» **Tujuan tugas**:
Tolong salin seluruh teks tentang keris dan Empu Margono di bawah ini tanpa mengubah satu huruf pun.

Sabtu, 27 Juni 2009

Keris, Sebuah Pemahaman



PADA jaman modern seperti sekarang ini mungkin menyebut kata empu adalah suatu hal langka, karena beberapa nama empu menjadi nama jalan, bahkan nama Empu Tantular sudah menjadi nama Universitas di dekat tempat tinggalku di Cipinang.



Aku kenal Empu Margono di Bumiayu, Jawa Tengah, tiap hari kerjanya bikin alat-alat pertanian, seperti cangkul, pisau dapur, golok (di sana orang menyebutnya bendo) ataupun keris kalau ada yang memintanya.


Aku berkenalan dengan Empu Margono, hanya suatu kebetulan saja, aku ke bengkelnya karena di ajak Suaeb yang sering membantu keluarga kami bekerja di lahan pertanian milik Ibuku. Suaeb dan aku ke bengkelnya sambil membawa besi bekas per mobil, sebagai bahan mentah untuk dibuat golok baru.


Di bengkel keris-nya, langkah awal yang aku lihat adalah membersihkan besi per bekas tadi, kemudian di panaskan pada suhu lebih dari tiga ratus derajat celcius, hanya dengan peralatan sederhana. Gambaran bengkel kerjanya, tungku perapian tempat untuk memanaskan besi-besi yang akan di bentuk ada di tengah, lantai tempat untuk menempa besi terbuat dari tanah biasa, bak air untuk mencelup besi panas di letakkan di depan dan pompa angin dengan menggunakan alat seperti tong di letakkan di pojok tetapi antara satu dengan lainnya saling berhubungan, kulihat ada dua buah alat untuk meniup angin yang disemprotkan pada tungku perapian. Peralatan sederhana ini sungguh berbeda dengan peralatan modern yang sering kujumpai di Jakarta, misalnya dalam pembentukan peralatan di pabrik-pabrik ada istilah blanking process, deep draw, punching, lining, oven, painting spray dan finishing, yang digarap secara masal, lain pabrik di Jakarta lain pula bengkel Empu Margono, pekerjanya hanya dua orang, yaitu dia dan anaknya yang ikut membantu memompa angin. Aku dan Suaeb duduk di sebelah tempat memompa angin, dekat pintu masuk.

» **Informasi yang tersedia**:

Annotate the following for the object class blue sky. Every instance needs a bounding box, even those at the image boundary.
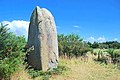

» **Jawaban soal ini**:
Sabtu, 27 Juni 2009

Keris, Sebuah Pemahaman



PADA jaman modern seperti sekarang ini mungkin menyebut kata empu adalah suatu hal langka, karena beberapa nama empu menjadi nama jalan, bahkan nama Empu Tantular sudah menjadi nama Universitas di dekat tempat tinggalku di Cipinang.



Aku kenal Empu Margono di Bumiayu, Jawa Tengah, tiap hari kerjanya bikin alat-alat pertanian, seperti cangkul, pisau dapur, golok (di sana orang menyebutnya bendo) ataupun keris kalau ada yang memintanya.


Aku berkenalan dengan Empu Margono, hanya suatu kebetulan saja, aku ke bengkelnya karena di ajak Suaeb yang sering membantu keluarga kami bekerja di lahan pertanian milik Ibuku. Suaeb dan aku ke bengkelnya sambil membawa besi bekas per mobil, sebagai bahan mentah untuk dibuat golok baru.


Di bengkel keris-nya, langkah awal yang aku lihat adalah membersihkan besi per bekas tadi, kemudian di panaskan pada suhu lebih dari tiga ratus derajat celcius, hanya dengan peralatan sederhana. Gambaran bengkel kerjanya, tungku perapian tempat untuk memanaskan besi-besi yang akan di bentuk ada di tengah, lantai tempat untuk menempa besi terbuat dari tanah biasa, bak air untuk mencelup besi panas di letakkan di depan dan pompa angin dengan menggunakan alat seperti tong di letakkan di pojok tetapi antara satu dengan lainnya saling berhubungan, kulihat ada dua buah alat untuk meniup angin yang disemprotkan pada tungku perapian. Peralatan sederhana ini sungguh berbeda dengan peralatan modern yang sering kujumpai di Jakarta, misalnya dalam pembentukan peralatan di pabrik-pabrik ada istilah blanking process, deep draw, punching, lining, oven, painting spray dan finishing, yang digarap secara masal, lain pabrik di Jakarta lain pula bengkel Empu Margono, pekerjanya hanya dua orang, yaitu dia dan anaknya yang ikut membantu memompa angin. Aku dan Suaeb duduk di sebelah tempat memompa angin, dekat pintu masuk.